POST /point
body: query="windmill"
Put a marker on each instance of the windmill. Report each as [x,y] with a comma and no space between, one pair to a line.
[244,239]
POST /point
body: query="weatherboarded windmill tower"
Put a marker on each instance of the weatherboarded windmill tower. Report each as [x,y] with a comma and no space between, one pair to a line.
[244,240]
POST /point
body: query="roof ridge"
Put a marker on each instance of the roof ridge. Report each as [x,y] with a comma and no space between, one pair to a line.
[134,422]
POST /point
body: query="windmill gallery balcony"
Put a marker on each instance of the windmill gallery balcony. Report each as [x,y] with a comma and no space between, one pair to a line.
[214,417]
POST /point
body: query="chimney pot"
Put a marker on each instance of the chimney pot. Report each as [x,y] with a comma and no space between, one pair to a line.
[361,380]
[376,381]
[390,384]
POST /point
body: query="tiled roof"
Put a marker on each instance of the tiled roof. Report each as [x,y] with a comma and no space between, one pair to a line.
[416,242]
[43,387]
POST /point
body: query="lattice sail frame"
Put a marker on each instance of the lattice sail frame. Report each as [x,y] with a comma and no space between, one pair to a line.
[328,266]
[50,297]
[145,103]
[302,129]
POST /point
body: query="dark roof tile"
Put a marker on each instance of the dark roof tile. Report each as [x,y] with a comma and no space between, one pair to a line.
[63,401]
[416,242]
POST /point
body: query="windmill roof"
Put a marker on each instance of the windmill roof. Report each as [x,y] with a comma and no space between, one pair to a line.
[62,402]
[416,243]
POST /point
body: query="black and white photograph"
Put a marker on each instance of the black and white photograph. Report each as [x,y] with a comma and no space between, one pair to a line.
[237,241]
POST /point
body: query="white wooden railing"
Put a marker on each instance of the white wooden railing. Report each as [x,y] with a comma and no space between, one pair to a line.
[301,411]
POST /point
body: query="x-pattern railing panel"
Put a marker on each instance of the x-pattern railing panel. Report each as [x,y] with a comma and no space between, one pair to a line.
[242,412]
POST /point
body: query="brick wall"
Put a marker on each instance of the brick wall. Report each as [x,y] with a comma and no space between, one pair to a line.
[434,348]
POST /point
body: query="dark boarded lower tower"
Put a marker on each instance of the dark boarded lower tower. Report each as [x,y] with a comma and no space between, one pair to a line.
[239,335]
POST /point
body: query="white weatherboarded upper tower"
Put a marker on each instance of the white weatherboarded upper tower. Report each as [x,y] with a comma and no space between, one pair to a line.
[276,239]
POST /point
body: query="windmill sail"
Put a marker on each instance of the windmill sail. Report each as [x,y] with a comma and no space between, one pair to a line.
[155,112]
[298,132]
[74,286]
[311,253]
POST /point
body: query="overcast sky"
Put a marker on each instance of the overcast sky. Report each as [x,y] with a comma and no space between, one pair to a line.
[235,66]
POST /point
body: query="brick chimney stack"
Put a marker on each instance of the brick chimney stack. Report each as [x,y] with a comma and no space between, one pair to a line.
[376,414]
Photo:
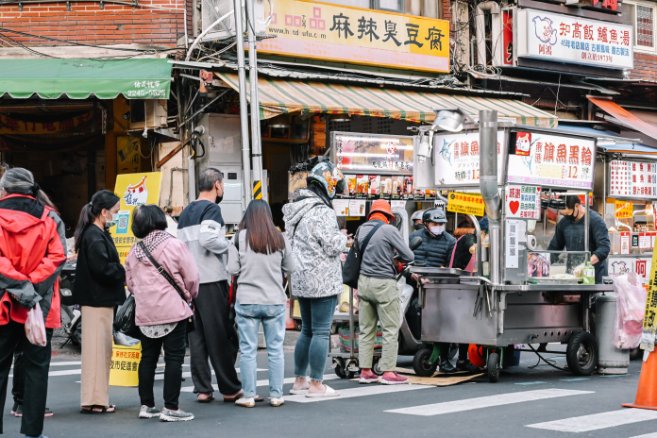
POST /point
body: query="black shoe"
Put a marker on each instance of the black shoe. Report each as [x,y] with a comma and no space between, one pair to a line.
[446,367]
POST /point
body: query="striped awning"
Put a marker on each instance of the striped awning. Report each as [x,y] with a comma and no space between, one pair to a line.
[290,96]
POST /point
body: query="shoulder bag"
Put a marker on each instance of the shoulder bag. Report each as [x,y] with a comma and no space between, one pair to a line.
[351,267]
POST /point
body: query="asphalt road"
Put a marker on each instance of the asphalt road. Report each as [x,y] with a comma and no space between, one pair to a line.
[527,402]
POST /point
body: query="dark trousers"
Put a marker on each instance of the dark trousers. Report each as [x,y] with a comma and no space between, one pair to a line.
[214,336]
[35,364]
[174,356]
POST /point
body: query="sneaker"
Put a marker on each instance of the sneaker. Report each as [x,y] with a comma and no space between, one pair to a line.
[368,376]
[391,378]
[245,402]
[276,401]
[170,415]
[148,412]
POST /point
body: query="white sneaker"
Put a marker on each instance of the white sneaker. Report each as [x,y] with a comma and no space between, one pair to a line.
[148,412]
[170,415]
[276,401]
[245,402]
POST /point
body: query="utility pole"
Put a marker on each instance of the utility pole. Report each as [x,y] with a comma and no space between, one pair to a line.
[244,118]
[256,138]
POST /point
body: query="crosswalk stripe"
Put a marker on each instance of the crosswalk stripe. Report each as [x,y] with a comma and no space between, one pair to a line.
[602,420]
[358,392]
[486,402]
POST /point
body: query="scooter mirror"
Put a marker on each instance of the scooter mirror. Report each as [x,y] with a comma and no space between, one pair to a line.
[415,243]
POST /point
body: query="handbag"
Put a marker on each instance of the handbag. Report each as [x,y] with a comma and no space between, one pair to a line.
[124,320]
[351,267]
[172,282]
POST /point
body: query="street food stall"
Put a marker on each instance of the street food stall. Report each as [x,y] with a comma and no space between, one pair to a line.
[521,293]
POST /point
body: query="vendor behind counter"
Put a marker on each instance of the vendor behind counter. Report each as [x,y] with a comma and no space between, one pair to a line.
[569,235]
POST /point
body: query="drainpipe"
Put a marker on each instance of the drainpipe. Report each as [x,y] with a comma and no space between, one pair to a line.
[489,189]
[496,32]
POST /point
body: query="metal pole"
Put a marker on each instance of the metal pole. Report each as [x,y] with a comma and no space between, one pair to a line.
[244,117]
[256,143]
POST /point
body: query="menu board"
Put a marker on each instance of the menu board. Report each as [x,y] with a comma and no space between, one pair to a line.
[551,160]
[632,179]
[373,154]
[456,158]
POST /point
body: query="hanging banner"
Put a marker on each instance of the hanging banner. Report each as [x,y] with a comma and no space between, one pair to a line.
[523,202]
[551,160]
[134,189]
[465,203]
[329,32]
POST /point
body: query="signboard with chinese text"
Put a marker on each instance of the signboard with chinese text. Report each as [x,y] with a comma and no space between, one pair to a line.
[552,160]
[359,36]
[465,203]
[373,154]
[632,179]
[456,158]
[523,202]
[564,38]
[134,189]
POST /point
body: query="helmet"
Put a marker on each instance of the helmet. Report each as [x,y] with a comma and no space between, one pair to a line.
[328,176]
[416,216]
[436,215]
[382,206]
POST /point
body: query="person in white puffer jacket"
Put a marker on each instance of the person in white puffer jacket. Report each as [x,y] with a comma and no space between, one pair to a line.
[312,228]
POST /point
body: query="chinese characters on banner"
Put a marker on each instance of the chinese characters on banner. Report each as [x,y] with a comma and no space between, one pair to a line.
[456,158]
[632,179]
[361,36]
[465,203]
[373,153]
[552,160]
[523,202]
[564,38]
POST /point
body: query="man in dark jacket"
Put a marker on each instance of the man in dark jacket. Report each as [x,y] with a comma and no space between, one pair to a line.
[569,234]
[378,294]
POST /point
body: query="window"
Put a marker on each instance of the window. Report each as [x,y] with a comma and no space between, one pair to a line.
[645,24]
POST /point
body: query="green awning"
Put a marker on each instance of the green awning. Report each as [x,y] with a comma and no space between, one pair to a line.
[50,78]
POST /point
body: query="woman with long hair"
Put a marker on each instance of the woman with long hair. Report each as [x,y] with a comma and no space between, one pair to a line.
[260,258]
[99,288]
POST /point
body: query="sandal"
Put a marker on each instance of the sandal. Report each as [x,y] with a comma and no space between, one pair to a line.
[98,409]
[204,397]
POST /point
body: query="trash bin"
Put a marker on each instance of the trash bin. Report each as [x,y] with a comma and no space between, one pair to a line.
[611,360]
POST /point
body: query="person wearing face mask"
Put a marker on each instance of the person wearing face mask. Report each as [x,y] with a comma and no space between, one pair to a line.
[569,234]
[435,251]
[99,288]
[201,228]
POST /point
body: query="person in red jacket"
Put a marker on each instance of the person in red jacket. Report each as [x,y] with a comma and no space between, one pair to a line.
[32,252]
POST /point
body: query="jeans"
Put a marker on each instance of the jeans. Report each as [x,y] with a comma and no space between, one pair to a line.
[174,356]
[272,317]
[313,343]
[35,364]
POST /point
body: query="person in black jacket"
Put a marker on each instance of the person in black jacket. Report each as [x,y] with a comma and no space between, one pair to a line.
[569,234]
[99,288]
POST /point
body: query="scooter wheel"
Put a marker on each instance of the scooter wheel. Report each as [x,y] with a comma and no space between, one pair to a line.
[422,364]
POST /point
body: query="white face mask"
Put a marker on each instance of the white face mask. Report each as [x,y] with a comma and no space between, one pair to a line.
====================
**GIVEN TASK**. Find every line of the material above that contains the string "trousers" and copy each one out in full; matching is case-sensitive.

**COMPLETE RESPONSE**.
body: query="dark trousers"
Put a marker on each instance of the dark trousers. Report each as [x,y] with a comma and no space between, one pair to a line.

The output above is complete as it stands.